*** Begin section ***

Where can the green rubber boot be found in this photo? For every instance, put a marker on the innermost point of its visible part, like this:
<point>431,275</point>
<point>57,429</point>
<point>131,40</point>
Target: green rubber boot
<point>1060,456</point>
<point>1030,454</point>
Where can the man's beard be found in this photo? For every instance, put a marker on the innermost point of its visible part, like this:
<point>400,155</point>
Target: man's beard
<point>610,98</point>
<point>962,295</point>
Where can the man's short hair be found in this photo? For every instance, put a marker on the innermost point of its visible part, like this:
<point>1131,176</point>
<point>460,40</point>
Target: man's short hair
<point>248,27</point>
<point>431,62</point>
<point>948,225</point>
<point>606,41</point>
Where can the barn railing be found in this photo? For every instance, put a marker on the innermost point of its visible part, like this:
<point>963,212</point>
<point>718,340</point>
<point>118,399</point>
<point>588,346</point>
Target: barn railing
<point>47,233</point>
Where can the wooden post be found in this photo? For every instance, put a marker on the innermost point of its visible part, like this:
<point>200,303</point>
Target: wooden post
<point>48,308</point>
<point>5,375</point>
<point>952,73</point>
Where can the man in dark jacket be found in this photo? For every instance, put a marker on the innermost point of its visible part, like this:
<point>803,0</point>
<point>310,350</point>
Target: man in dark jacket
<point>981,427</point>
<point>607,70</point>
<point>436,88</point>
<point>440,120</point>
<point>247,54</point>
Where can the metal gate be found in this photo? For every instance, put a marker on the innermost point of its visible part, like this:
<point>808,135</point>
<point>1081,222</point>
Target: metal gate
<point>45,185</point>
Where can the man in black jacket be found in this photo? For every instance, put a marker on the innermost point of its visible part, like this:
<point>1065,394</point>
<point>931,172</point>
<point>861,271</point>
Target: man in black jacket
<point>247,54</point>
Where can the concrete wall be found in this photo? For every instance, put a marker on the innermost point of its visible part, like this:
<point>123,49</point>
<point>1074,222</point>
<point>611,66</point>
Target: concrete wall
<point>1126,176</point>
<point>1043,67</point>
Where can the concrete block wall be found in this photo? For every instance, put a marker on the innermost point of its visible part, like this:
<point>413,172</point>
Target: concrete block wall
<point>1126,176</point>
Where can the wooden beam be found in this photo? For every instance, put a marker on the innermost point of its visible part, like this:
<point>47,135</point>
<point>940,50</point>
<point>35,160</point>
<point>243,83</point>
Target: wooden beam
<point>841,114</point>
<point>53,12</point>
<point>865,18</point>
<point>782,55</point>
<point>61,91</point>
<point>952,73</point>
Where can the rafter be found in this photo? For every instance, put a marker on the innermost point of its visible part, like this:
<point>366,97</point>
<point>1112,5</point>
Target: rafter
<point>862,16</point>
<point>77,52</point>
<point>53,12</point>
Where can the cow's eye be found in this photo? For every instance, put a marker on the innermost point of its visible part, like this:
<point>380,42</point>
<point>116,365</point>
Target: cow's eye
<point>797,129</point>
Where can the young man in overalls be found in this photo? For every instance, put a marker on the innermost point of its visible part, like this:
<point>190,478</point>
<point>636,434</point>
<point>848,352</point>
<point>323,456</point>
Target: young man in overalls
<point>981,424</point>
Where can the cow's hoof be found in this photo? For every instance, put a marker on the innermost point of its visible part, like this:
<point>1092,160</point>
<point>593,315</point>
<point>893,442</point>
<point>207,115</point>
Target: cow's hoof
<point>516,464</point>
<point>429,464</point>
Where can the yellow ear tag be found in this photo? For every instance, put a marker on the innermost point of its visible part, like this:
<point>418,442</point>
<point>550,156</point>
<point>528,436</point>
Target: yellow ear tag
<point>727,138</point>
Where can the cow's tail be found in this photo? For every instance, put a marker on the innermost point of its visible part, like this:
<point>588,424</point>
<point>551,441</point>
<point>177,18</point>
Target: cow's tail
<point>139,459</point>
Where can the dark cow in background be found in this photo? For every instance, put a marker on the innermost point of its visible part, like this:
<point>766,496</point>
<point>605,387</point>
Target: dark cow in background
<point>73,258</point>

*** End section ***

▶ **DIRECTIONS FOR THIS TASK**
Nothing but the lines from the one with "<point>893,442</point>" through the last line of the records above should be retyped, and those word for word.

▶ **RESPONSE BOX**
<point>893,442</point>
<point>207,115</point>
Target: cow's hoof
<point>516,464</point>
<point>429,464</point>
Where can the yellow ear tag be found in this photo? For every instance, put a marker on the innermost point of its visible part, like this:
<point>418,442</point>
<point>550,156</point>
<point>528,436</point>
Target: yellow ear tag
<point>727,138</point>
Where can the cow's tail be found in this photo? For every instance, put a marker on the innermost point of its visible part, like this:
<point>588,424</point>
<point>551,441</point>
<point>177,18</point>
Target: cow's tail
<point>139,459</point>
Where can the dark cow in background be found in this photo? For every instance, put a marker on the innermost point of its visible part, like this:
<point>766,496</point>
<point>605,387</point>
Target: dark cow in background
<point>73,258</point>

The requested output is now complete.